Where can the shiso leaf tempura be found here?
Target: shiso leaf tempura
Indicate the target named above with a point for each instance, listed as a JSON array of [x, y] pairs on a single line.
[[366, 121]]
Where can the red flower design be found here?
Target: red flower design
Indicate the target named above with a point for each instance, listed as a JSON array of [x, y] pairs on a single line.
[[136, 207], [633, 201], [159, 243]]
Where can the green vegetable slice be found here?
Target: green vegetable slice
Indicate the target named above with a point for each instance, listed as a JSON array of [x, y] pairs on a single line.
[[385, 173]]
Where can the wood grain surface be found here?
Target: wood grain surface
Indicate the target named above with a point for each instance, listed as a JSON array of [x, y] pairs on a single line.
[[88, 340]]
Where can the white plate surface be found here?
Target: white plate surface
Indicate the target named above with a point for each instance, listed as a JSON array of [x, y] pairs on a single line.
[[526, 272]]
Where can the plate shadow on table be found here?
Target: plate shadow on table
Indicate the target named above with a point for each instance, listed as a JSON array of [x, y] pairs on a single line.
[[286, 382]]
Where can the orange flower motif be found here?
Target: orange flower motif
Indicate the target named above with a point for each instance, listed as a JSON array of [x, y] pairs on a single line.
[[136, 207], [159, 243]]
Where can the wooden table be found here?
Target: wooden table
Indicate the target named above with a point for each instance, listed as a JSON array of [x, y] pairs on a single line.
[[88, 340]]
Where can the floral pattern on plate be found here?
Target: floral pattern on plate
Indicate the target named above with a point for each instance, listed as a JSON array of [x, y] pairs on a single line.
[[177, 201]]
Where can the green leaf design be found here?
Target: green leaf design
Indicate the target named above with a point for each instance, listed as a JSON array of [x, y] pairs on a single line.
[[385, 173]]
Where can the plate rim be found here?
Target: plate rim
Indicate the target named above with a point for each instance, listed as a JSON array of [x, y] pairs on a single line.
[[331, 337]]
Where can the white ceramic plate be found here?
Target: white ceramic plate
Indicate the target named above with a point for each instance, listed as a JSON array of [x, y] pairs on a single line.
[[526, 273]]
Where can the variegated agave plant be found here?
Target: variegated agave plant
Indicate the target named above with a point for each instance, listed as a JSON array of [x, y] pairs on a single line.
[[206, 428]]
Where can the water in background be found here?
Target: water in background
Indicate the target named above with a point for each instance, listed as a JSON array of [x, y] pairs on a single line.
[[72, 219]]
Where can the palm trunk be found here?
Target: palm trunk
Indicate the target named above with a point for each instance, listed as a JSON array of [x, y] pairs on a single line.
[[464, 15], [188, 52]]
************
ASSIGNMENT. The output must reproduce the whole listing without a single change.

YOUR RESPONSE.
Where can the shiso leaf tempura be found here?
Target: shiso leaf tempura
Indicate the target named above with a point for each instance, listed as a JSON array of [x, y] pairs on a single line.
[[366, 121]]
Where can the red flower design be found here?
Target: red flower design
Indicate the target named above with a point for each instance, listed as a JSON array of [x, y] pairs on a single line.
[[136, 207], [633, 201], [159, 243]]
Where can the green vegetable slice be found here?
Target: green vegetable slice
Indicate the target named above with a point for each instance, listed as a JSON array of [x, y] pairs on a single line.
[[385, 173]]
Where can the wood grain surface be found here?
Target: wood grain surface
Indicate the target named above with a point for each instance, listed as a JSON array of [x, y] pairs on a single line.
[[88, 340]]
Where can the white plate surface be found here?
Target: white plate surface
Indicate the target named above with a point for each instance, listed as a JSON array of [x, y] pairs on a single line.
[[526, 272]]
Where can the plate shadow on table be found here?
Target: plate shadow on table
Indicate the target named above with a point for each instance, listed as a JSON array of [x, y] pairs on a single line.
[[286, 382]]
Where can the orange flower motif be found here?
Target: orange flower motif
Indicate the target named above with a point for each instance, listed as a JSON array of [x, y] pairs on a single line.
[[136, 207], [159, 243]]
Where can the wooden table be found here?
Target: wooden table
Indicate the target named above with a point for each instance, listed as a JSON array of [x, y] pairs on a single line.
[[88, 340]]
Where can the floral pattern on plate be found here?
Target: floral pattern on plate
Indicate the target named above with a point for each instance, listed as a JSON array of [x, y] pairs on a single line.
[[177, 201]]
Where can the green leaf design be found here?
Target: green leaf design
Indicate the target named above with a point for each instance, listed as a JSON array of [x, y] pairs on a single line.
[[385, 173]]
Where can the plate rim be found here?
Target: plate rim
Indicate the target named above with a point for each instance, listed as a JSON array of [x, y] pairs on a single line.
[[331, 337]]
Where can the white ceramic plate be found here?
Target: white ceramic plate
Indicate the target named above with a point for each instance, listed as a JSON array of [x, y] pairs on a single line.
[[526, 273]]
Where can the variegated agave plant be found here?
Target: variegated agave plant
Indicate the target named above with a point for each instance, listed as a JSON array of [x, y] pairs on a single line.
[[206, 428]]
Where can the water in background be found here?
Target: water in background
Indicate the target named above with a point for each instance, listed as a JSON array of [x, y] pairs on a single line.
[[72, 219]]
Where can the palm trunk be found here?
Target: palm trunk
Indicate the target named above with a point for each instance, listed as a JSON array of [x, y] pairs on a single line.
[[464, 15], [188, 52]]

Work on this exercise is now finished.